## Fragmento del texto
A veces la herida no se nota … pero está ahí. En mi pecho apretado, en la mandíbula tensa, en las lágrimas que no salen.

A veces, no es que el pasado pese demasiado. Es que lo sigo cargando como si aún fuera presente. No porque quiera, sino porque lo que me dolió no tuvo espacio para expresarse. Porque la herida quedó abierta, encapsulada, sin tiempo ni lugar para ser mirada.

Elaborar una herida no es entenderla. No es ponerle una etiqueta ni analizarla desde fuera. Es dejar de observarla con distancia y empezar a sentirla dentro. Con mi cuerpo, con un gesto, con el temblor que aparece cuando me atrevo a nombrarla.

El momento en que algo se detuvo

A veces, en mi propio proceso o en los procesos que acompaño, sucede algo sutil. Una frase: «ya está, no quiero hablar más de esto». Y entonces, si me detengo, si respiro ahí … aparece la herida. No en el relato, sino en el tono de voz que cambia, en la mirada que se baja, en el cuerpo que se tensa o en esa lágrima que no termina de de salir.

La herida está ahí. No en lo que pasó, sino en lo que no me permití sentir. En lo que fue demasiado. En lo que nadie supo ver.

Y si no elaboro ese momento, sigo protegiéndome como si aún estuviera en peligro.

¿Qué es para mí elaborar una herida emocional?

Es darle espacio a eso que no lo tuvo.

Es volver, no para quedarme atrapada, sino para liberar lo que se quedó congelado.

Es decirme: «sí, esto me dolió», y poder sentirlo sin justificarlo ni minimizarlo.

Es escuchar lo que entonces no pude decir: «me dolió que no estuvieras», «yo necesitaba otra cosa», «me sentí sola, pequeña, invisible».

Y permitirme que ese sentir me atraviese, aunque duela un poco al principio. Porque solo cuando dejo que me atraviese, el dolor deja de soler igual.

«Lo que no se expresa, se imprime en el cuerpo», decía Wilhelm Reich.

## Material mostrado

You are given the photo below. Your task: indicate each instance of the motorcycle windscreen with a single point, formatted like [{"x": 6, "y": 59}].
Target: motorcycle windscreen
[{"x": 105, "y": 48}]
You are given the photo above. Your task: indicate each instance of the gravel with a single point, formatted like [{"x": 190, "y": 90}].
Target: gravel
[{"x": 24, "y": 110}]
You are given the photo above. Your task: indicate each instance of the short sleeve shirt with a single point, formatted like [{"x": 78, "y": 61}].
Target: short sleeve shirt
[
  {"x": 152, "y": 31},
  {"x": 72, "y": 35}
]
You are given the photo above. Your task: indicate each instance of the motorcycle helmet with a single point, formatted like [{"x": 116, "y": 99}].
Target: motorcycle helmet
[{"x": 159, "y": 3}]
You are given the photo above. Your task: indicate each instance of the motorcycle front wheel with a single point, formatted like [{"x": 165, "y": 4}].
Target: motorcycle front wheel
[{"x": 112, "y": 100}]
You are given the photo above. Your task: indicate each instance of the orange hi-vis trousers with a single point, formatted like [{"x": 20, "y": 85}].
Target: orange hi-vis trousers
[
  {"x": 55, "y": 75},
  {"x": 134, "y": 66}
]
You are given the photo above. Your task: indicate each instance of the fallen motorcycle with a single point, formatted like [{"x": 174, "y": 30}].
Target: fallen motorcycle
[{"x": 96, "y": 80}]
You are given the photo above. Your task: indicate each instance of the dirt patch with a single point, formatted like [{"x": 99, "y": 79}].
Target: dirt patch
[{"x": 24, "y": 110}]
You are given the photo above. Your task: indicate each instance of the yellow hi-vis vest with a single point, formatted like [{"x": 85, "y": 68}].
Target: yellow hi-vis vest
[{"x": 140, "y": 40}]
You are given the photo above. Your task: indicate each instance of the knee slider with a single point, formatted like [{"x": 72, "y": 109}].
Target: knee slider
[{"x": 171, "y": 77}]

## Tareas por realizar
**A.** Devuelve la parte del texto sobre las heridas emocionales que se abre con las palabras que contienen "La herida está" y se cierra con "una herida emocional?".
**B.** Según el texto sobre las heridas emocionales, ¿por qué se sigue cargando el pasado como si aún fuera presente? Responde en una a tres oraciones.
**C.** ¿A quién atribuye el texto sobre las heridas emocionales la frase «Lo que no se expresa, se imprime en el cuerpo»?
Las líneas no hacen falta para resolver nada.

## Respuestas del ejercicio
**A.**
La herida está ahí. No en lo que pasó, sino en lo que no me permití sentir. En lo que fue demasiado. En lo que nadie supo ver.

Y si no elaboro ese momento, sigo protegiéndome como si aún estuviera en peligro.

¿Qué es para mí elaborar una herida emocional?

**B.** El pasado se sigue cargando como si fuera presente porque lo que dolió no tuvo espacio para expresarse, no porque se quiera. La herida quedó abierta, encapsulada, sin tiempo ni lugar para ser mirada.

**C.** A Wilhelm Reich.